SELECTION:
··········

Then, the function returns a new list of words, that is a subset of the argument words, containing all the words that can still be the correct word.

Make sure that your filter_words function passes these tests:

# The first "a" is correct, so it should be kept.
>>> filter_words(["abe", "ace"], "ark", score("a??", "ark"))
['abe', 'ace']

# "b" isn't present in the correct word, so "abe" should be dropped.
>>> filter_words(["abe", "ace"], "abi", score("a??", "abi"))
['ace']

# Guess has two "a" and correct word only has one, so "aazz" should be excluded.
>>> filter_words(["aazz"], "xxaa", score("azzz", "xxaa"))
[]

# Secret word has one "a" and it's not in the two last positions.
>>> filter_words(["azzz", "zazz", "zzaz", "zzza"], "xxaa", score("azzz", "xxaa"))

··········

SOURCE DATA:
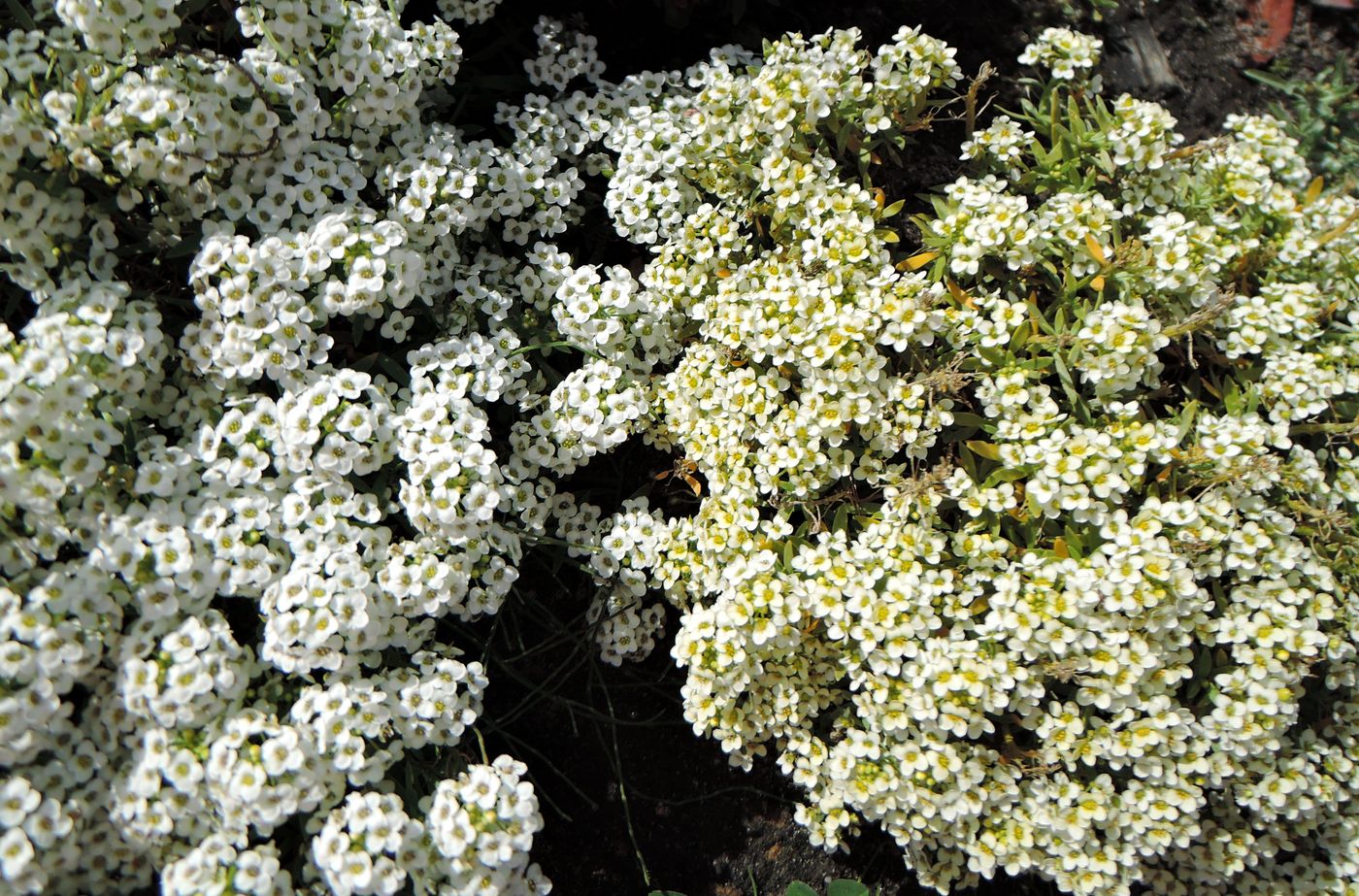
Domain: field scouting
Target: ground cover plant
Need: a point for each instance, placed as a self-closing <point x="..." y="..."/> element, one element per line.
<point x="1030" y="544"/>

··········

DIRECTIVE A: Copy the filter_words tutorial from "Then, the function" to "should be dropped.".
DIRECTIVE B: Pick up the filter_words tutorial after its final line and write what comes next.

EXERCISE RESPONSE A:
Then, the function returns a new list of words, that is a subset of the argument words, containing all the words that can still be the correct word.

Make sure that your filter_words function passes these tests:

# The first "a" is correct, so it should be kept.
>>> filter_words(["abe", "ace"], "ark", score("a??", "ark"))
['abe', 'ace']

# "b" isn't present in the correct word, so "abe" should be dropped.

EXERCISE RESPONSE B:
['azzz', 'zazz']

Go ahead, try to implement this function yourself... I can wait :)

Alright, assuming you got this correct, or just don't care about the challenge, here is my implementation:

def filter_words(words, guess, score):
    """Filter words to only keep those that respect the score for the given guess."""

    new_words = []
    for word in words:
        # The pool of characters that account for the PRESENT ones is all the characters
        # that do not correspond to CORRECT positions.
        pool = collections.Counter(c for c, sc in zip(word, score) if sc != Tip.CORRECT)
        for char_w, char_g, sc in zip(word, guess, score):
            if sc == Tip.CORRECT and char_w != char_g:
                break  # Word doesn't have the CORRECT character.
            elif char_w == char_g and sc != Tip.CORRECT:
                break  # If the guess isn't CORRECT, no point in having equal chars.
            elif sc == Tip.PRESENT:
                if not pool[char_g]:
                    break  # Word doesn't have this PRESENT character.
                pool[char_g] -= 1
            elif sc == Tip.ABSENT and pool[char_g]:
                break  # ABSENT character shouldn't be here.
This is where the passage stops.